### Your goal
Among the entries below, copy every line that carries the word "tile".

■ ■ ■

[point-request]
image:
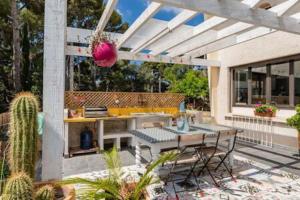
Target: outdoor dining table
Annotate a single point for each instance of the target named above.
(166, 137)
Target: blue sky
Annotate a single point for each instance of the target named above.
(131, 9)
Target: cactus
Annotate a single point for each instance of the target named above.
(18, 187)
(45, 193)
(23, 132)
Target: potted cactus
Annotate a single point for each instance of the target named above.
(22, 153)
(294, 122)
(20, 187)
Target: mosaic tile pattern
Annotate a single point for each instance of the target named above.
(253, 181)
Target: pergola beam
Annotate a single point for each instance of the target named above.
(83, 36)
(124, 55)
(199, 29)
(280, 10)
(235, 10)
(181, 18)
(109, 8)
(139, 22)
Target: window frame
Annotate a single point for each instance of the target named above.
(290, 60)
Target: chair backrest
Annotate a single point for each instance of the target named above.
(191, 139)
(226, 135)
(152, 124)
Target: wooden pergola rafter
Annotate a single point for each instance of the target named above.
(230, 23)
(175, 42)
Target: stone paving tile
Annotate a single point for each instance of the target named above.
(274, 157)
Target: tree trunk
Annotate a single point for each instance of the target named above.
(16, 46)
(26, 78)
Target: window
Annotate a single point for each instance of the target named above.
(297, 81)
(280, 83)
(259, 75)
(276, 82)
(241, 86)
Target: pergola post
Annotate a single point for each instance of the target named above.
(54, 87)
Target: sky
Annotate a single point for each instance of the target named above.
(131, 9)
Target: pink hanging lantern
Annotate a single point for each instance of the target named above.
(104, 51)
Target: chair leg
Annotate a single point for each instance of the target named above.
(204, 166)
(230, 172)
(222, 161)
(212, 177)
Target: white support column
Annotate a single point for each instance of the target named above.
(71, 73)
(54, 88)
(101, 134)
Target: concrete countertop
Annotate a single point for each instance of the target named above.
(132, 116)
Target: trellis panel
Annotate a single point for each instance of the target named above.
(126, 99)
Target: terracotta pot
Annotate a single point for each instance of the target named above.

■ ■ ■

### Exercise answer
Target: mosaic tile pattern
Target: stone paving tile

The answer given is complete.